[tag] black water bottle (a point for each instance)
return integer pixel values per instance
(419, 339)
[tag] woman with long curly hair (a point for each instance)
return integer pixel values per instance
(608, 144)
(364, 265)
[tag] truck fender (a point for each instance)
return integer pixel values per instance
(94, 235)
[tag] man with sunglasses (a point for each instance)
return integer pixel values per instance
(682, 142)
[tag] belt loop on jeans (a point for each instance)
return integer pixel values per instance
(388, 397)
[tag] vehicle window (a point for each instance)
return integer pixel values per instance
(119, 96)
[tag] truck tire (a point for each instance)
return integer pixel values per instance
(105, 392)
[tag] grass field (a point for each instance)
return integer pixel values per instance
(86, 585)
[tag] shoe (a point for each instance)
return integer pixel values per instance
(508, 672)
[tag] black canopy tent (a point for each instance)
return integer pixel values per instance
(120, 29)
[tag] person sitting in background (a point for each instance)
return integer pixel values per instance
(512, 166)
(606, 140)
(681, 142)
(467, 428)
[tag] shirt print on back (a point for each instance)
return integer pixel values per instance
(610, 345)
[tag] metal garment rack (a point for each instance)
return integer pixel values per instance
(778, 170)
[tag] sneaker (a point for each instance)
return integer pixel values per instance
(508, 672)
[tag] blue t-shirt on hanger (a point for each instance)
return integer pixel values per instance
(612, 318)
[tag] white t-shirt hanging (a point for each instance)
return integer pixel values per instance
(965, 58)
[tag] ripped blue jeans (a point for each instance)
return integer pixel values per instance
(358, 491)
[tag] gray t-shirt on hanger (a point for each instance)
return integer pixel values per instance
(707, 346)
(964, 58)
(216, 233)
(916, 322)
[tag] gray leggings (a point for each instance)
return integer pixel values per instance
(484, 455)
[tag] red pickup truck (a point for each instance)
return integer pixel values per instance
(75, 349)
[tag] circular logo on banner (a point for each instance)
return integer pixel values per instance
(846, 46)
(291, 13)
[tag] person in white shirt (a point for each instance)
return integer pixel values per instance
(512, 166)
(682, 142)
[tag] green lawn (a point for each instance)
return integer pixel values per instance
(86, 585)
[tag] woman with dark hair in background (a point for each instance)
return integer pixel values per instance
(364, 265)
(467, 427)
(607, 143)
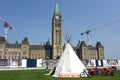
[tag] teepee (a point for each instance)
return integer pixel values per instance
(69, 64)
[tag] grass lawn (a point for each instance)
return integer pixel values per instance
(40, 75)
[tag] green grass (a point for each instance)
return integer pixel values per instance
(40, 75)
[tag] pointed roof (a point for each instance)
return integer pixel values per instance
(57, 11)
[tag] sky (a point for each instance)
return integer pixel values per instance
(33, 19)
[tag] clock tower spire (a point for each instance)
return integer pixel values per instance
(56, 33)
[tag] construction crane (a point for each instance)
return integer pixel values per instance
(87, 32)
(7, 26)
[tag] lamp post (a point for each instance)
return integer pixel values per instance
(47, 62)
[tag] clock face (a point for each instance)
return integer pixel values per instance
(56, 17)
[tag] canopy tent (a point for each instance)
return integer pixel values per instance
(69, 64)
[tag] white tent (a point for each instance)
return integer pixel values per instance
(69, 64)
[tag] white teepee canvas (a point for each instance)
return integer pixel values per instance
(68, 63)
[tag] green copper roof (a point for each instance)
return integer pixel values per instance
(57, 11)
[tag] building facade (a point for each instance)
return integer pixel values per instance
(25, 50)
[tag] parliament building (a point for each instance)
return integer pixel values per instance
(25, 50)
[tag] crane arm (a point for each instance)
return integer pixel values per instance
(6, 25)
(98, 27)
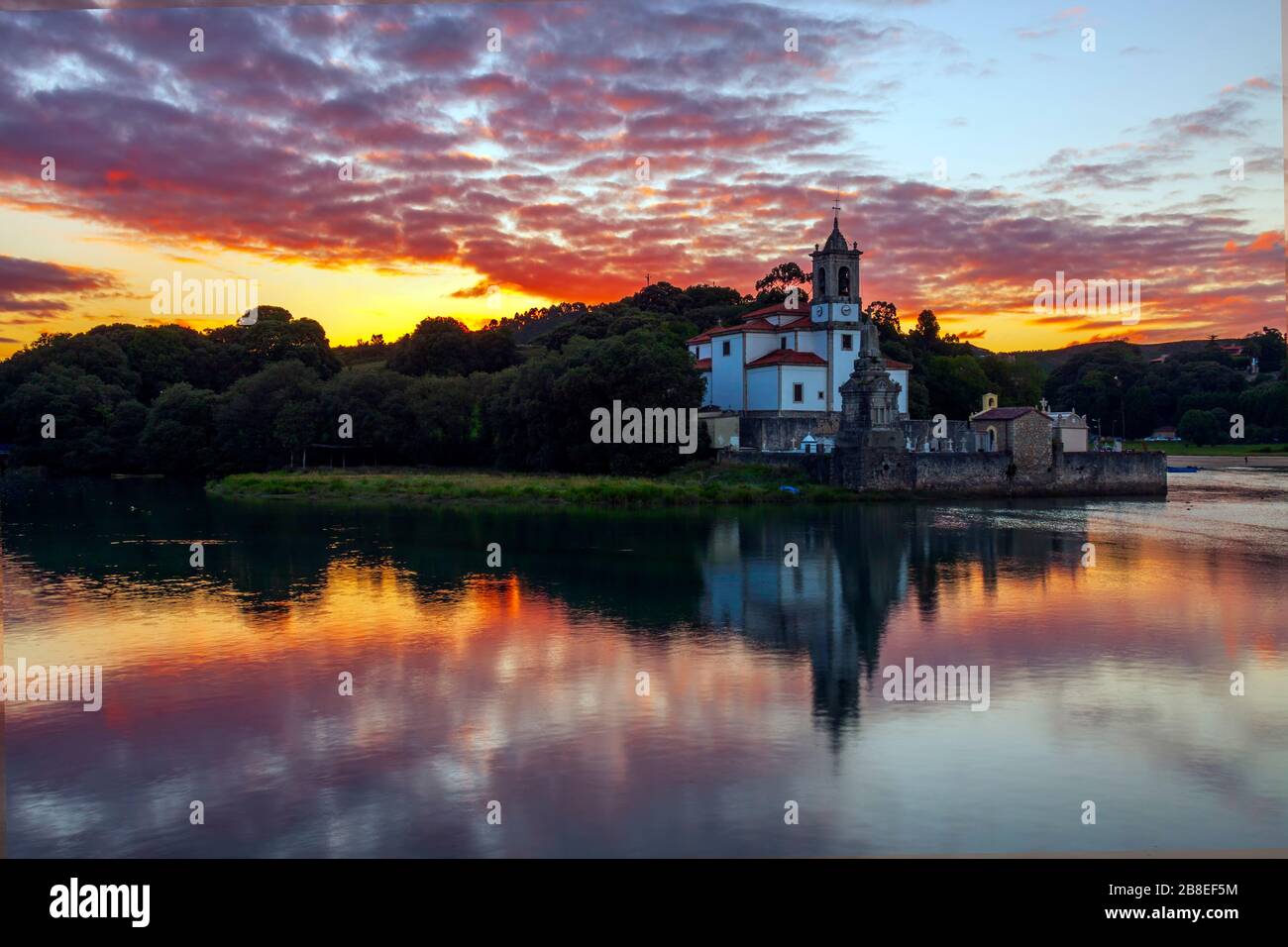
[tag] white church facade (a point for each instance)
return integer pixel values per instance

▶ _EXERCISE DETAILS_:
Wherever a line of the data above contains "hanger", copy that line.

▶ _RESULT_:
[tag] blue t-shirt on hanger (a point for each instance)
[tag] gray t-shirt on hanger (a point for each instance)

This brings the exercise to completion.